### EXTRACTED MATERIAL
###

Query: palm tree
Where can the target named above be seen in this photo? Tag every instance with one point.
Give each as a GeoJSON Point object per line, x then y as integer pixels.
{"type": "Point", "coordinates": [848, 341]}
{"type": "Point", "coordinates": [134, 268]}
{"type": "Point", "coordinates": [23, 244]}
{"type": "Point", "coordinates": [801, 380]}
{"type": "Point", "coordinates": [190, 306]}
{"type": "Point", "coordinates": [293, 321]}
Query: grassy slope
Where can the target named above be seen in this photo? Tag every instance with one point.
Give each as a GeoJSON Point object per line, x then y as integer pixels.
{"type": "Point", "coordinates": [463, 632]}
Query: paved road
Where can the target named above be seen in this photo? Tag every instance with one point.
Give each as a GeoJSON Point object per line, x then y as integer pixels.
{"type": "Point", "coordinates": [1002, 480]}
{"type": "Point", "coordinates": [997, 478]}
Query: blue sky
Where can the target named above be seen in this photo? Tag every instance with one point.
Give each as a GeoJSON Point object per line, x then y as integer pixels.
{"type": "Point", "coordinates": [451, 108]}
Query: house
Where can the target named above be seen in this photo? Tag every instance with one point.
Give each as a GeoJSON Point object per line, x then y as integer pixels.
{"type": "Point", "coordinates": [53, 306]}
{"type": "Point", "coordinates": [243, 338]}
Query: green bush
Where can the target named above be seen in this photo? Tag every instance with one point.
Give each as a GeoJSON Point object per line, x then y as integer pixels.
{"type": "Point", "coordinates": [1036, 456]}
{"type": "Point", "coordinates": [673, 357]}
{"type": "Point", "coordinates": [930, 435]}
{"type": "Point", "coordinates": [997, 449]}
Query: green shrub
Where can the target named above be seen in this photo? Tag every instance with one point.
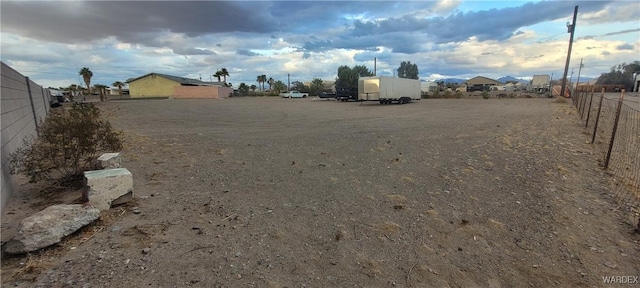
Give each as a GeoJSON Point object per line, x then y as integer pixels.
{"type": "Point", "coordinates": [68, 143]}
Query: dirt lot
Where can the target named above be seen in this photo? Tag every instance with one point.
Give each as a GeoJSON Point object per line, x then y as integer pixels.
{"type": "Point", "coordinates": [269, 192]}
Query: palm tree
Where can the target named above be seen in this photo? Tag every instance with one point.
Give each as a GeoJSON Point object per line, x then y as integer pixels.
{"type": "Point", "coordinates": [119, 85]}
{"type": "Point", "coordinates": [72, 89]}
{"type": "Point", "coordinates": [218, 74]}
{"type": "Point", "coordinates": [86, 76]}
{"type": "Point", "coordinates": [264, 80]}
{"type": "Point", "coordinates": [224, 73]}
{"type": "Point", "coordinates": [261, 79]}
{"type": "Point", "coordinates": [270, 82]}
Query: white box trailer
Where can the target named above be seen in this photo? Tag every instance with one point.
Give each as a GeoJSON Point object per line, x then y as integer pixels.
{"type": "Point", "coordinates": [387, 89]}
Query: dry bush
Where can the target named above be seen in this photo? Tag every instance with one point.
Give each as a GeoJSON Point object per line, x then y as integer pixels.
{"type": "Point", "coordinates": [67, 145]}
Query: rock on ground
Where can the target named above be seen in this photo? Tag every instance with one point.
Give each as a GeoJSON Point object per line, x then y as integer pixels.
{"type": "Point", "coordinates": [49, 226]}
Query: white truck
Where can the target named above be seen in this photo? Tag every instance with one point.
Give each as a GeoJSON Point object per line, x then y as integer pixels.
{"type": "Point", "coordinates": [293, 94]}
{"type": "Point", "coordinates": [387, 90]}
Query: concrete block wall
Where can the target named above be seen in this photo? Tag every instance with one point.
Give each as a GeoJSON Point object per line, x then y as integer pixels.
{"type": "Point", "coordinates": [23, 104]}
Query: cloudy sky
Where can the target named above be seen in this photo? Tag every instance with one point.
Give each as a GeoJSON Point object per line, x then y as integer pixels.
{"type": "Point", "coordinates": [50, 41]}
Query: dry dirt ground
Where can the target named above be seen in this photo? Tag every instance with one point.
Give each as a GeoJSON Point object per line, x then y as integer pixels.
{"type": "Point", "coordinates": [270, 192]}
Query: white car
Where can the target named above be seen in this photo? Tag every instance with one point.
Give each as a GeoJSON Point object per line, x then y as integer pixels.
{"type": "Point", "coordinates": [293, 94]}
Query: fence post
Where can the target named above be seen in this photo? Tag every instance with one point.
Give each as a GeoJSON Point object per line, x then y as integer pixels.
{"type": "Point", "coordinates": [615, 127]}
{"type": "Point", "coordinates": [578, 102]}
{"type": "Point", "coordinates": [44, 99]}
{"type": "Point", "coordinates": [595, 128]}
{"type": "Point", "coordinates": [584, 104]}
{"type": "Point", "coordinates": [586, 123]}
{"type": "Point", "coordinates": [33, 107]}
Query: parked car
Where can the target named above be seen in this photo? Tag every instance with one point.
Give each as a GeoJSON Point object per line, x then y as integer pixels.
{"type": "Point", "coordinates": [293, 94]}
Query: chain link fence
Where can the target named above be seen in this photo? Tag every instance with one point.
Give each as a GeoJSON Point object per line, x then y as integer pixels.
{"type": "Point", "coordinates": [612, 121]}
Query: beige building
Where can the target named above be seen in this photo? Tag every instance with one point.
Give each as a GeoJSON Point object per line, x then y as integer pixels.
{"type": "Point", "coordinates": [162, 85]}
{"type": "Point", "coordinates": [480, 83]}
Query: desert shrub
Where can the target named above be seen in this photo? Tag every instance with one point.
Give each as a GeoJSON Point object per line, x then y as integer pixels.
{"type": "Point", "coordinates": [67, 144]}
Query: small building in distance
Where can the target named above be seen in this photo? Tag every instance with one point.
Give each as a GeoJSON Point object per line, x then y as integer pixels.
{"type": "Point", "coordinates": [480, 83]}
{"type": "Point", "coordinates": [162, 85]}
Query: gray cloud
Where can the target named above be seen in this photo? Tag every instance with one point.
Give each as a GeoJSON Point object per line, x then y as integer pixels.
{"type": "Point", "coordinates": [77, 22]}
{"type": "Point", "coordinates": [192, 51]}
{"type": "Point", "coordinates": [247, 52]}
{"type": "Point", "coordinates": [493, 24]}
{"type": "Point", "coordinates": [625, 46]}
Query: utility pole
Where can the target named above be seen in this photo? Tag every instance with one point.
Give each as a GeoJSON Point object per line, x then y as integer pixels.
{"type": "Point", "coordinates": [570, 29]}
{"type": "Point", "coordinates": [579, 70]}
{"type": "Point", "coordinates": [374, 66]}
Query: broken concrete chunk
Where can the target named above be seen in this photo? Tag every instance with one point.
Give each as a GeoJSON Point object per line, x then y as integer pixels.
{"type": "Point", "coordinates": [108, 161]}
{"type": "Point", "coordinates": [109, 185]}
{"type": "Point", "coordinates": [49, 226]}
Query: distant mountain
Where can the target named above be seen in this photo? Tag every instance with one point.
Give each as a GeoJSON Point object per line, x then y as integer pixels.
{"type": "Point", "coordinates": [505, 79]}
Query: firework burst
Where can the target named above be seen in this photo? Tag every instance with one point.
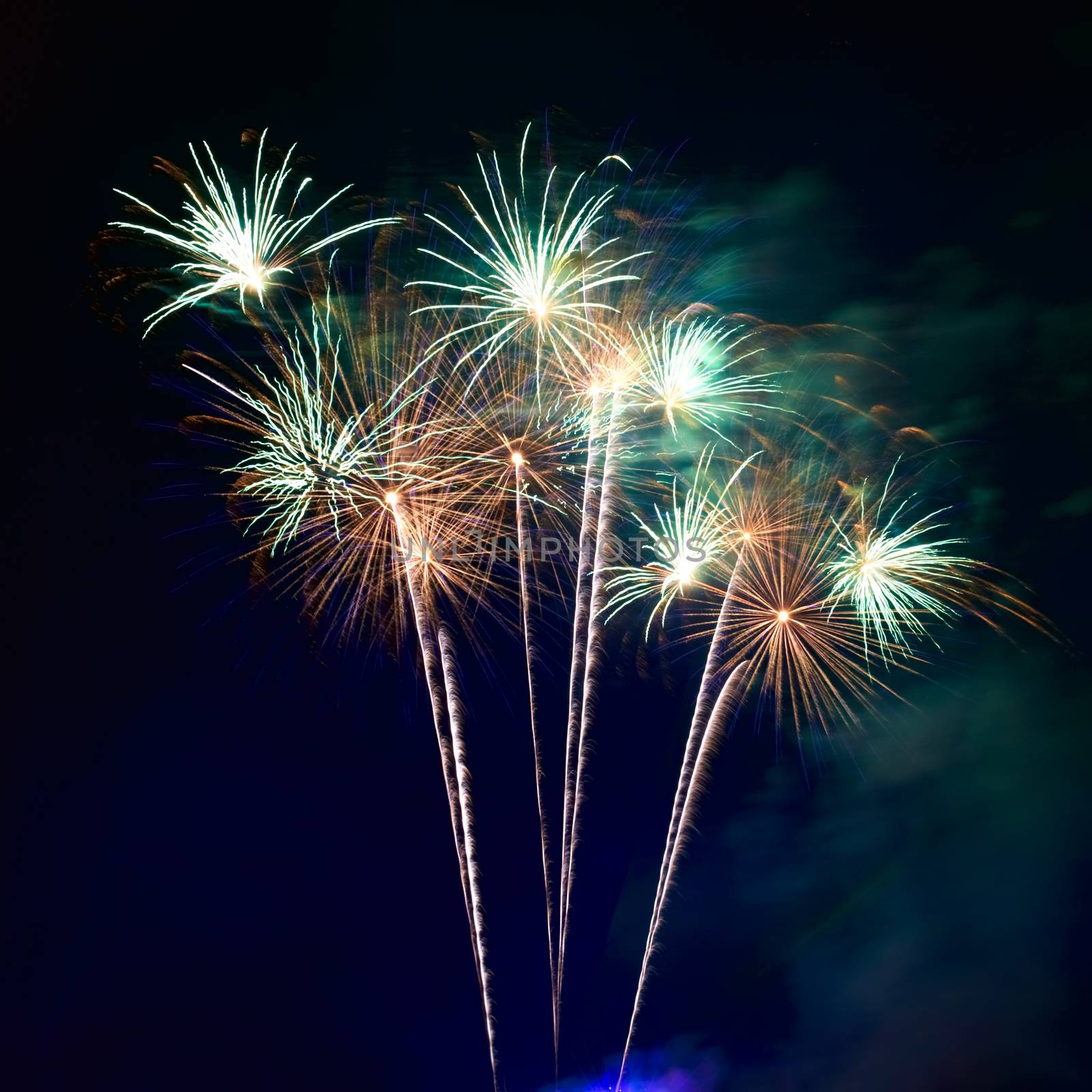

###

Could you write out the listing again, from the line with "Query: distant mountain" through the end, with every "photo" switched to "image" and nothing else altered? Leave the pictures out.

Query: distant mountain
Where can the target named above be seen in this image? Tag every instance with one point.
Give each as a GeoJSON Point object per line, x then y as integer pixels.
{"type": "Point", "coordinates": [505, 79]}
Query: firework burst
Where can the target named above be seen in this image? Tag every instance with one point.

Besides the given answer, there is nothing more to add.